VOS TÂCHES:
- A) Recopiez le passage du texte sur Maurice Utrillo qui commence par les mots « De Maurice Utrillo, peintre » et se termine par « d'une obsédante mélancolie. ».
- B) Dans quelle galerie se tient la première exposition particulière d'Utrillo, d'après le texte sur Maurice Utrillo ?
- C) Relevez dans le texte sur Maurice Utrillo toutes les années comprises entre 1900 et 1923 inclusivement.

┌─ TEXTE CHOISI

De Maurice Utrillo, peintre paysagiste français de l'école de Paris, la légende populaire et quelques biographes trop zélés ont fait un peintre maudit. En sacrifiant à la description d'une vie que la peinture sauva de la pire déchéance, on risque de ne pas accorder toute l'attention qu'elle mérite à une œuvre extrêmement abondante, limitée dans son propos, mais d'une incontestable originalité pendant les dix premières années. Pour peindre ses thèmes favoris, la ville et la banlieue, Utrillo déploie toutes les ressources d'un talent de coloriste qui le situe dans la lignée de Corot, et dont il se sert pour créer un univers d'une poésie toute personnelle, d'une obsédante mélancolie.

Suzanne Valadon

Né à Paris de père inconnu, Maurice Utrillo porte le nom d'un critique d'art espagnol, Miguel Utrillo, qui l'adopta en 1891. Sa mère, Suzanne Valadon (1865-1938), acrobate de cirque, modèle, femme libre aux amours tumultueuses, est un des peintres importants du début du xxe siècle. La fatalité de l'alcoolisme qui pesa si lourdement sur le destin d'Utrillo se manifeste, en 1900, par une crise aiguë qui justifie la première cure de désintoxication à l'asile Sainte-Anne. Sur les conseils des médecins, sa mère l'initie au dessin et à la peinture en 1902. Aussitôt, l'élève fait preuve de remarquables dispositions. Travaillant vite et beaucoup, il expose pour la première fois au Salon d'automne de 1909. Sa première exposition particulière a lieu en 1913 à la galerie Eugène Blot. De fréquents internements dans plusieurs maisons de santé n'interrompent pas une activité artistique que couronne le succès dès 1919. Rendu à une vie plus calme à partir de 1923, Utrillo ne cessera de peindre jusqu'à sa mort à Dax.

└─
┌─ ENTRÉES FOURNIES

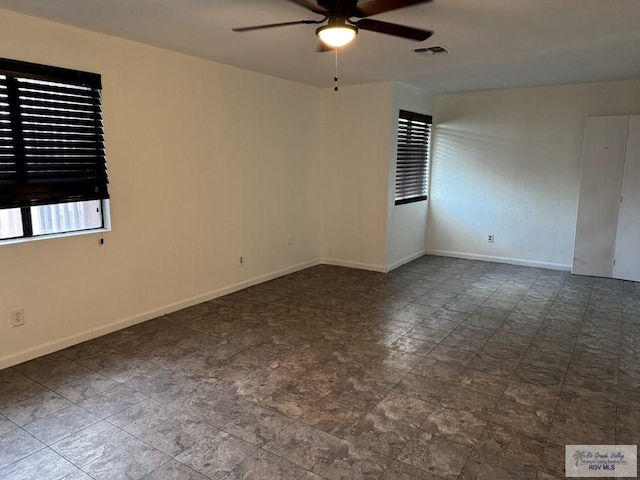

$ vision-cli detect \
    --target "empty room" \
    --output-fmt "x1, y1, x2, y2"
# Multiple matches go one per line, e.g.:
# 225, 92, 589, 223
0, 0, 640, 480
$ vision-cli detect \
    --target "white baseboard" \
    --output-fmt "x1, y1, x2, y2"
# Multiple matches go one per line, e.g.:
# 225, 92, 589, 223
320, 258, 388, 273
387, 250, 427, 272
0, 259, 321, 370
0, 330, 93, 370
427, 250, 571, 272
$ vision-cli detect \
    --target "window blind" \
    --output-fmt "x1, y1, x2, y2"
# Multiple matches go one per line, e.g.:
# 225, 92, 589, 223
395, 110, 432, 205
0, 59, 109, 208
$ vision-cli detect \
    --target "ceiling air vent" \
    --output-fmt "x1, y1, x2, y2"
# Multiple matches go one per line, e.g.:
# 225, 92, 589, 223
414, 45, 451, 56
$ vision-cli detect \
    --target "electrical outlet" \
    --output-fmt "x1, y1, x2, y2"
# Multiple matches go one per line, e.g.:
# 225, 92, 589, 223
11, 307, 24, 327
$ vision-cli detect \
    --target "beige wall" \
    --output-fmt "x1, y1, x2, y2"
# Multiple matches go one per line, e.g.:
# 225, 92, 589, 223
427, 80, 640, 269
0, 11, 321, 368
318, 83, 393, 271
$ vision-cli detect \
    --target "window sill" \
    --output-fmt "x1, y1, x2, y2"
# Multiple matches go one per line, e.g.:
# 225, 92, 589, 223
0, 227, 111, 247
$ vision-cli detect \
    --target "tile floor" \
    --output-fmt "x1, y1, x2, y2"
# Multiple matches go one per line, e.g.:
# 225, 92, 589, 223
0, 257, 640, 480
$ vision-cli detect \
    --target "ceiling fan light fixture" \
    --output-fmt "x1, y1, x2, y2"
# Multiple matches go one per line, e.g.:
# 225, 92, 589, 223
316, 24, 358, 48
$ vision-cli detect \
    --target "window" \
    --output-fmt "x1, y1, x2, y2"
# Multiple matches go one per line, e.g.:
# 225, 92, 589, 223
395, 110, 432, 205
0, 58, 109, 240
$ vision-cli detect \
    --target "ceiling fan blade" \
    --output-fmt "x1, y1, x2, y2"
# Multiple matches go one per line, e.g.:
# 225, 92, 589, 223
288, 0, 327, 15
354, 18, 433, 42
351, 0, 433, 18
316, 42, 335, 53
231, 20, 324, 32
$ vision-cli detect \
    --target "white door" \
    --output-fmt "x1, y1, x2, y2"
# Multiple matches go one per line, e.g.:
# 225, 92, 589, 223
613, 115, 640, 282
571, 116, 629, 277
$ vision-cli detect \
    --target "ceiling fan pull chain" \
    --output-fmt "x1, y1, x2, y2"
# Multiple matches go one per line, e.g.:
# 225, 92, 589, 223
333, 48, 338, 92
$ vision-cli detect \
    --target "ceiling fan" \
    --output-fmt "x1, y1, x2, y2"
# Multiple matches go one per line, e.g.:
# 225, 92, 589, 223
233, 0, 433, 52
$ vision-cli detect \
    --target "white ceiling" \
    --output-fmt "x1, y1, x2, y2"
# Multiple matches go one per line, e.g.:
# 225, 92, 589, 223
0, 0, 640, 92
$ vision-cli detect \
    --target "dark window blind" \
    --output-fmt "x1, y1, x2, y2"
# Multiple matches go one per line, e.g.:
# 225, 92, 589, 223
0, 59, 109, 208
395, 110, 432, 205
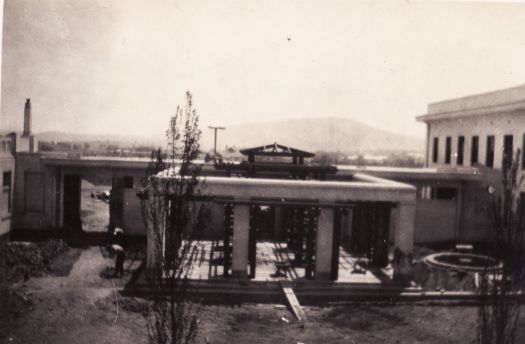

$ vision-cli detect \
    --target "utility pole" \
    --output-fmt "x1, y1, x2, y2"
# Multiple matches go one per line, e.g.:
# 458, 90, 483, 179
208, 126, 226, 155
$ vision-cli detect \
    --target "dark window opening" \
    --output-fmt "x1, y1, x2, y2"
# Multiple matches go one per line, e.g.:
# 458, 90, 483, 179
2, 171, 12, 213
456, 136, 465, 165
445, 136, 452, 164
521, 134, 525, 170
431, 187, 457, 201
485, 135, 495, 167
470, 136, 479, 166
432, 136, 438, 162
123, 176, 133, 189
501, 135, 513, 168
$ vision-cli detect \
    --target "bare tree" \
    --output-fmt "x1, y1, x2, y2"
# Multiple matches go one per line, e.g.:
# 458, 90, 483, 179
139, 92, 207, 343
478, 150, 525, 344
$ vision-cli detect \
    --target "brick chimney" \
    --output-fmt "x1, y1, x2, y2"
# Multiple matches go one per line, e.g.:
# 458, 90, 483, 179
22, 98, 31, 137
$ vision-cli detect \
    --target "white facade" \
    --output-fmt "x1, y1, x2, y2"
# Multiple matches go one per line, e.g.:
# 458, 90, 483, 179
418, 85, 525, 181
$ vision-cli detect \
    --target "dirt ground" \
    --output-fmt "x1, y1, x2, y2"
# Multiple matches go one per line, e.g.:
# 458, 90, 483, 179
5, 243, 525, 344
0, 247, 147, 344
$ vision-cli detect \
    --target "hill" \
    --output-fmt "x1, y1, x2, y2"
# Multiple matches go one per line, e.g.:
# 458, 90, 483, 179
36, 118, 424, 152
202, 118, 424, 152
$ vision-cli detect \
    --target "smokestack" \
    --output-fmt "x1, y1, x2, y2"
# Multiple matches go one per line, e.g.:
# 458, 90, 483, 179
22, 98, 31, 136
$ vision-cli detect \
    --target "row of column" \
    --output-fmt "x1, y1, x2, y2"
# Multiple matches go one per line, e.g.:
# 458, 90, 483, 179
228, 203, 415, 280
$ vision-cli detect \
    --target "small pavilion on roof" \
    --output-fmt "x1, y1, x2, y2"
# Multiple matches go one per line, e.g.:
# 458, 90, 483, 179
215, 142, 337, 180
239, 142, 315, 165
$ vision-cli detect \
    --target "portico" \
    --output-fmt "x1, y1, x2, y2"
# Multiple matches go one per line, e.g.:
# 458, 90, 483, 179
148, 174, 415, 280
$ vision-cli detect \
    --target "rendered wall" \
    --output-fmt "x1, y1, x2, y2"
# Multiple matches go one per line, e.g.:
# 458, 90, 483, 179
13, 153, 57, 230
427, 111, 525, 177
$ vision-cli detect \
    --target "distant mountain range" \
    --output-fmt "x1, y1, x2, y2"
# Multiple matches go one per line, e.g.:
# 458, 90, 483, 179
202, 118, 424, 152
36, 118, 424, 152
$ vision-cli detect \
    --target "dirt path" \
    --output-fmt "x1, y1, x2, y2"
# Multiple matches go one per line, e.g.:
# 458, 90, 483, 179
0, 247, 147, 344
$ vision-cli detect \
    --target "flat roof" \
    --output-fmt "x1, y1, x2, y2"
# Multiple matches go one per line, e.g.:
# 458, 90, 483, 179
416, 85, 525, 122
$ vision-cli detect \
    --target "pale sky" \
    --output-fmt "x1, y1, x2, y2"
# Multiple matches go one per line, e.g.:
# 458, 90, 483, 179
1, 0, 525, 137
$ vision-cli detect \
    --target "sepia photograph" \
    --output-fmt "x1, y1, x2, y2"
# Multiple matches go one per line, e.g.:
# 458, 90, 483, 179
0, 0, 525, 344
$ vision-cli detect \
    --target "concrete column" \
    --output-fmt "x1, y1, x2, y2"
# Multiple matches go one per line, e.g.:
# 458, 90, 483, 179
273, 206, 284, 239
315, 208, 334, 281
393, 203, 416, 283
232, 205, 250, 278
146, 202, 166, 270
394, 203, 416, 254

└─
┌─ ENTRÉES FOURNIES

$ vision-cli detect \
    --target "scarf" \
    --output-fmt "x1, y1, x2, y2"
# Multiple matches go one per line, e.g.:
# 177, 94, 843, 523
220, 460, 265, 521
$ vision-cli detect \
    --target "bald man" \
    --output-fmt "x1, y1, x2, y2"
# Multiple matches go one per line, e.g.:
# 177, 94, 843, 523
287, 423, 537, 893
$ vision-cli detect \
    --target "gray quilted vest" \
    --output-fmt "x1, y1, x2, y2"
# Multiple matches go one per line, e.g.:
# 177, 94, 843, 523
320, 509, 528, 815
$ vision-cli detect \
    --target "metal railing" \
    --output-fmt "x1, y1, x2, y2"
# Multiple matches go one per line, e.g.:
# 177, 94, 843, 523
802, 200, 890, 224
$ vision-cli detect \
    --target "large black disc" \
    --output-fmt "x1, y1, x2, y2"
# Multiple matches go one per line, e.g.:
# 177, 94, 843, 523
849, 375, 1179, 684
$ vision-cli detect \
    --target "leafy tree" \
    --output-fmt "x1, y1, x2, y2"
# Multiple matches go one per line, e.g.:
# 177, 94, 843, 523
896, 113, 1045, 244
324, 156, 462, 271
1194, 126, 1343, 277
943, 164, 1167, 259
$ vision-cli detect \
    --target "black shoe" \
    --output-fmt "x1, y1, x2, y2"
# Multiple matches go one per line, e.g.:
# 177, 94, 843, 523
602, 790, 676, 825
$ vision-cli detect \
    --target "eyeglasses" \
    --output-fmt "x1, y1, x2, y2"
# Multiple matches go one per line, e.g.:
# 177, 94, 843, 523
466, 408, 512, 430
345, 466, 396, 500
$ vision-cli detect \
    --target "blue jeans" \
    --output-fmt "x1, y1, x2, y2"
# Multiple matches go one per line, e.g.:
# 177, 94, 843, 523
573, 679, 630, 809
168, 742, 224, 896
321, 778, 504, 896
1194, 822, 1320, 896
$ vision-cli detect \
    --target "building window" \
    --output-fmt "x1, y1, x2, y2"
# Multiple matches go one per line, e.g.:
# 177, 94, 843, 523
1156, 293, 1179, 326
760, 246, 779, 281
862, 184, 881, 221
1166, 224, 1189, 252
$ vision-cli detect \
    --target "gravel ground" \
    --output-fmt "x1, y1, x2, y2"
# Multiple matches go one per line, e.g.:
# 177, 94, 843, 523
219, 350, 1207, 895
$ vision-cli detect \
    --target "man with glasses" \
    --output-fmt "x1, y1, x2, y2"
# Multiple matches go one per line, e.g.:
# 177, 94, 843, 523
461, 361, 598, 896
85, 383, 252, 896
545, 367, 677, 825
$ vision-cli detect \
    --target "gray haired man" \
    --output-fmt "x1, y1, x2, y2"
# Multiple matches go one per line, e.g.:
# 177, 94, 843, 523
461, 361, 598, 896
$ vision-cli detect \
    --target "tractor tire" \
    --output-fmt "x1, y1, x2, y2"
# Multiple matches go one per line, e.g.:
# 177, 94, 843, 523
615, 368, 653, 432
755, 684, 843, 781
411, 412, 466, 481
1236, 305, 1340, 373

└─
┌─ ENTRÉES FOURNIES

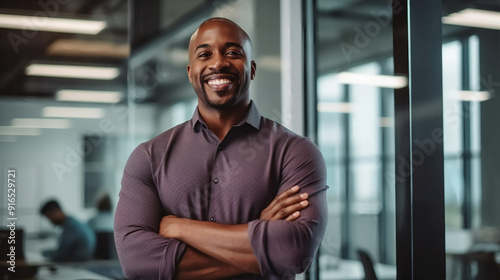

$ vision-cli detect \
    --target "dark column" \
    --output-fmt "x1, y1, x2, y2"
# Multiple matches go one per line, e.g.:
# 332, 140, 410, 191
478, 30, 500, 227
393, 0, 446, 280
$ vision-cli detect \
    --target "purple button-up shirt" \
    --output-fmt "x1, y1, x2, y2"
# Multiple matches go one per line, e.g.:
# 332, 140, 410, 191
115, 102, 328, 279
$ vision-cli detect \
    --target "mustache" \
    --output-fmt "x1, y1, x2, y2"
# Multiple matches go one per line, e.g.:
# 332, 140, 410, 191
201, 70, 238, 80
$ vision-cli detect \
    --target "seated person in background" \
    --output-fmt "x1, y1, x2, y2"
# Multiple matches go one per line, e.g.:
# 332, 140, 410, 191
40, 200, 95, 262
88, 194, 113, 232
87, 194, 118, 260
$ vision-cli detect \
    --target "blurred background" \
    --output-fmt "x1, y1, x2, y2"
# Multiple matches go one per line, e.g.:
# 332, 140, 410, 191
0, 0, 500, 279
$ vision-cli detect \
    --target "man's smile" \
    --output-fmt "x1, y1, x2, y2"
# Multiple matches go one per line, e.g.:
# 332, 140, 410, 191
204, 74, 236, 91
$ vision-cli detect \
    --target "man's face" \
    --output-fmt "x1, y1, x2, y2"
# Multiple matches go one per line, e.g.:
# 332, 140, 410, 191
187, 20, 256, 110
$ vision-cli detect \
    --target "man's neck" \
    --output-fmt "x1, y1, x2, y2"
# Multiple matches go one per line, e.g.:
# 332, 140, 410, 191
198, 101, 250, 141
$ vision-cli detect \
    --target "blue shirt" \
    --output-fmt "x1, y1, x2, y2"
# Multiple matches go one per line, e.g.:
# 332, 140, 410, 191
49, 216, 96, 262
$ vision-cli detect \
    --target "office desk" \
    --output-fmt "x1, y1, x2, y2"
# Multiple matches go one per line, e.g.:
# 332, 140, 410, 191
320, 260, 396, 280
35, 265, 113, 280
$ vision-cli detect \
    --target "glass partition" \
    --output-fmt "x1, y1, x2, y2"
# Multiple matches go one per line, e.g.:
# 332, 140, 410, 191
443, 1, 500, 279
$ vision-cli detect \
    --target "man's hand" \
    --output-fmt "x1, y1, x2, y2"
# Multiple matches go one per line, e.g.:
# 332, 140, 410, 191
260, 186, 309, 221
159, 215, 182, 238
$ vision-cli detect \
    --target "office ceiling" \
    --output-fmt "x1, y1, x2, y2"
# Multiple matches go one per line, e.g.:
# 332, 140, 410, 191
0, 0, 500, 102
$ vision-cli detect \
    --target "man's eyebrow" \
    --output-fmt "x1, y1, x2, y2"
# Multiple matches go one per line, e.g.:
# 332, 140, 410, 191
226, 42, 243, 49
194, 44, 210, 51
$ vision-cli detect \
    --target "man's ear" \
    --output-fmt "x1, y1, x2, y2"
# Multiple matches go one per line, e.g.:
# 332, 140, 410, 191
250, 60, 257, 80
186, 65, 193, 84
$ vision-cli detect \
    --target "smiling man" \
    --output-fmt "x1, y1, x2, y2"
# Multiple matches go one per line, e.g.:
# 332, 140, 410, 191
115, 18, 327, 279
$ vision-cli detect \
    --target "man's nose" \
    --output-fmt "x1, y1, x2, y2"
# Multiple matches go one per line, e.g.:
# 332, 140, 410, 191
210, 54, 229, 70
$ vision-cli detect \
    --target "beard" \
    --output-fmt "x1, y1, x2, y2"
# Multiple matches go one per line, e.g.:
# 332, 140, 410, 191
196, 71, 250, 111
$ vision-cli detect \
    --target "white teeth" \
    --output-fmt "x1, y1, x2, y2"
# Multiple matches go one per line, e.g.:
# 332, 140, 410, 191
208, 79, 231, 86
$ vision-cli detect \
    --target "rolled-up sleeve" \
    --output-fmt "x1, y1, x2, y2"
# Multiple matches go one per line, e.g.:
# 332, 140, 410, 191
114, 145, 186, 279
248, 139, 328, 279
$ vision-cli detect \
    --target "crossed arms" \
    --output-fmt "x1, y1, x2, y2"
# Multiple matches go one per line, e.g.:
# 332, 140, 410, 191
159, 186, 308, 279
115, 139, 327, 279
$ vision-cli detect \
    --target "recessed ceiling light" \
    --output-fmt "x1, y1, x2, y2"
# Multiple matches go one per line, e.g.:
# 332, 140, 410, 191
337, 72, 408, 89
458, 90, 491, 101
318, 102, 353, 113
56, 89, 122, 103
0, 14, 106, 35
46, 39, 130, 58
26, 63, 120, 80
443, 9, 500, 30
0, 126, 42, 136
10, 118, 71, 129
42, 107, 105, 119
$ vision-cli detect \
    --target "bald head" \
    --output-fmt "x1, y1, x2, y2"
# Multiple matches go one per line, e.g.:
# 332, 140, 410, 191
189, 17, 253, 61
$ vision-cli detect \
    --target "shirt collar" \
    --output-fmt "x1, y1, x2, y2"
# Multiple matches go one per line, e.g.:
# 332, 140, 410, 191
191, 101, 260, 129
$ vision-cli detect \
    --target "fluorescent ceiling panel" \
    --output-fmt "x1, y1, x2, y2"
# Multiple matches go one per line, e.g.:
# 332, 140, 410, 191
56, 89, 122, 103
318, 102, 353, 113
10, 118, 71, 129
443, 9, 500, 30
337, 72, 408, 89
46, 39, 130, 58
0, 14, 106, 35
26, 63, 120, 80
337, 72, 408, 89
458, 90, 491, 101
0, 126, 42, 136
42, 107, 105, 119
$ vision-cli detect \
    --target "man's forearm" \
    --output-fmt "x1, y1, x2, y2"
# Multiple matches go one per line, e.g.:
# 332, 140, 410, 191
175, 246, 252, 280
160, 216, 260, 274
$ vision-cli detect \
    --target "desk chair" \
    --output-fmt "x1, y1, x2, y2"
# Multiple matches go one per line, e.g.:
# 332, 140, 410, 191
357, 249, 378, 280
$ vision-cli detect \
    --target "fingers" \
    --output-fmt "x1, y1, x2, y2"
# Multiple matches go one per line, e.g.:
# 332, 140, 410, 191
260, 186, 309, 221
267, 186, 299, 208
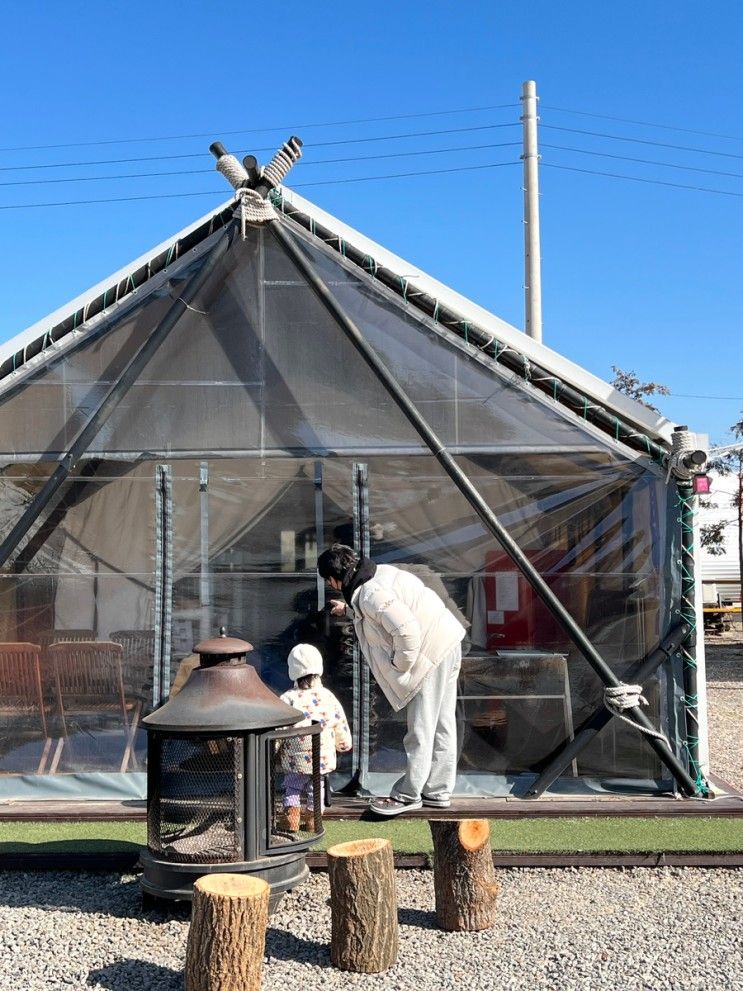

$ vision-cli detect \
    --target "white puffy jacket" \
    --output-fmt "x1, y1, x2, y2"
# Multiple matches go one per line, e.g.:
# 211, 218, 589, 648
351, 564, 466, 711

└─

RÉSULTATS DE L'EXERCICE:
- A)
De Maurice Utrillo, peintre paysagiste français de l'école de Paris, la légende populaire et quelques biographes trop zélés ont fait un peintre maudit. En sacrifiant à la description d'une vie que la peinture sauva de la pire déchéance, on risque de ne pas accorder toute l'attention qu'elle mérite à une œuvre extrêmement abondante, limitée dans son propos, mais d'une incontestable originalité pendant les dix premières années. Pour peindre ses thèmes favoris, la ville et la banlieue, Utrillo déploie toutes les ressources d'un talent de coloriste qui le situe dans la lignée de Corot, et dont il se sert pour créer un univers d'une poésie toute personnelle, d'une obsédante mélancolie.

- B) À la galerie Eugène Blot, en 1913.

- C) 1900, 1902, 1909, 1913, 1919, 1923